§ **Problem statement**: Reproduce the data below, substituting "Place" for each occurrence of "Drop" and leaving everything else unchanged.

§ **Records for the task**:
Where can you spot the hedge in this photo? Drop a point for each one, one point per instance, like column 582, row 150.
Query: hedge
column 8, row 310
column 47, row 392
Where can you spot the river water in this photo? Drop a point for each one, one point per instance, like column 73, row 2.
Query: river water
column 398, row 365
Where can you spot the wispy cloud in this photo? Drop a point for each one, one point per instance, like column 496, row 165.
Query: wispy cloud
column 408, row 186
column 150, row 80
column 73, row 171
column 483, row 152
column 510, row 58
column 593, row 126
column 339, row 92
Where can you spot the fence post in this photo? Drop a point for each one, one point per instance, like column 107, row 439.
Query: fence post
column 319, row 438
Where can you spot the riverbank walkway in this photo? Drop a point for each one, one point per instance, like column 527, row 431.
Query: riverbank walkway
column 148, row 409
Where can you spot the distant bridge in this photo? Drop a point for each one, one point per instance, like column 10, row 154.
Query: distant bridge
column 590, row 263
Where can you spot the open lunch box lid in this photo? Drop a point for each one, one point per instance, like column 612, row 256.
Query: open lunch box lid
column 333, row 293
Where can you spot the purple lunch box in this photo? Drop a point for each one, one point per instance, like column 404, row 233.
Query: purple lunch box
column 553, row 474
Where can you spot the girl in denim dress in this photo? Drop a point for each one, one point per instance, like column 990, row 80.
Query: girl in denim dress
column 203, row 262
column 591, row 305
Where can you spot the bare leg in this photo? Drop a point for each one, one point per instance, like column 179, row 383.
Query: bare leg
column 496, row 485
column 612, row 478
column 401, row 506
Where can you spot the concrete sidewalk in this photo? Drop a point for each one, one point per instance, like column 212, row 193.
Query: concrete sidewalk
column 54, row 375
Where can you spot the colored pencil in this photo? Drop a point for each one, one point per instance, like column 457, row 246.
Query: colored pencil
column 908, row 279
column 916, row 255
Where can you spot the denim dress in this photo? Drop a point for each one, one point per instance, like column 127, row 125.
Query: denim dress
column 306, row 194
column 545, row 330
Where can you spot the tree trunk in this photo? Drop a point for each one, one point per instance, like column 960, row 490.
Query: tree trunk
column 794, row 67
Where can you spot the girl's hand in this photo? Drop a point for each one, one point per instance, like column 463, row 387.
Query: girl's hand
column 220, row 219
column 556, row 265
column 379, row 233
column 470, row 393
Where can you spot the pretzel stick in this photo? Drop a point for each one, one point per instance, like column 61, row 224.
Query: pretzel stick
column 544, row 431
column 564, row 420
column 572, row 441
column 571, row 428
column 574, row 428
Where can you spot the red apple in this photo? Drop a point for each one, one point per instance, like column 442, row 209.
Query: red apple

§ **Response for this exercise**:
Where can you spot the hedge in this photo? Place a point for each one, one point per instance, like column 582, row 150.
Query: hedge
column 8, row 310
column 47, row 392
Where can you spot the river water in this photo? Place a point for each one, one point per instance, like column 73, row 2.
Query: river water
column 398, row 365
Where can you spot the wispy cloud in this photo? Place a point for each one, one point per instance, like column 496, row 165.
Query: wispy cloud
column 408, row 186
column 150, row 80
column 73, row 171
column 483, row 152
column 510, row 58
column 593, row 126
column 339, row 92
Where can you spot the fence post in this photo? Place a point for each one, one point per instance, like column 107, row 439.
Query: fence post
column 319, row 438
Where can you spot the riverbank walkway in this photo? Place a point for each one, one point per instance, like column 527, row 431.
Query: riverbank walkway
column 148, row 409
Where can you spot the distant bridge in this photo? Place a point for each one, one point per instance, like column 10, row 154.
Query: distant bridge
column 590, row 263
Where can you spot the open lunch box lid in this photo? Place a point for each one, one point per instance, like column 612, row 256.
Query: open lunch box lid
column 333, row 293
Where can you spot the purple lunch box in this photo? Place a point for each one, one point per instance, like column 404, row 233.
Query: purple lunch box
column 553, row 474
Where can you spot the girl in denim dress in this photo? Place a point for each one, one point per instance, like column 990, row 80.
Query: girl in denim dress
column 203, row 262
column 591, row 305
Where can you spot the bare leg in this photo? Place a point for each one, one point per instance, like column 179, row 383.
Query: bare leg
column 496, row 485
column 612, row 478
column 401, row 506
Where can you spot the concrete sidewalk in this photo? Place a point for each one, one point per instance, like column 212, row 193.
Query: concrete sidewalk
column 54, row 375
Where can you spot the colored pencil in this photo? Place a point for each one, one point per instance, like column 457, row 246.
Query: colored pencil
column 908, row 279
column 916, row 255
Where can you spot the denim dress in this photo? Place a point for each one, one point per instance, like column 127, row 125.
Query: denim dress
column 306, row 194
column 545, row 330
Where can you spot the tree trunk in this photo? Place a point for each one, one point per instance, like column 960, row 490.
Query: tree trunk
column 794, row 67
Where can you spot the girl's hand in this photo? Place a point for each one, one point per instance, like column 463, row 387.
Query: girl's hand
column 220, row 219
column 556, row 265
column 379, row 233
column 470, row 393
Where can you spot the pretzel stick in this photo? Place a point for each one, one point per instance, like column 61, row 224.
Query: pretzel stick
column 544, row 431
column 564, row 420
column 572, row 441
column 571, row 428
column 574, row 428
Where can you spot the red apple in this photo? Place a point for each one, one point per instance, like column 442, row 209.
Query: red apple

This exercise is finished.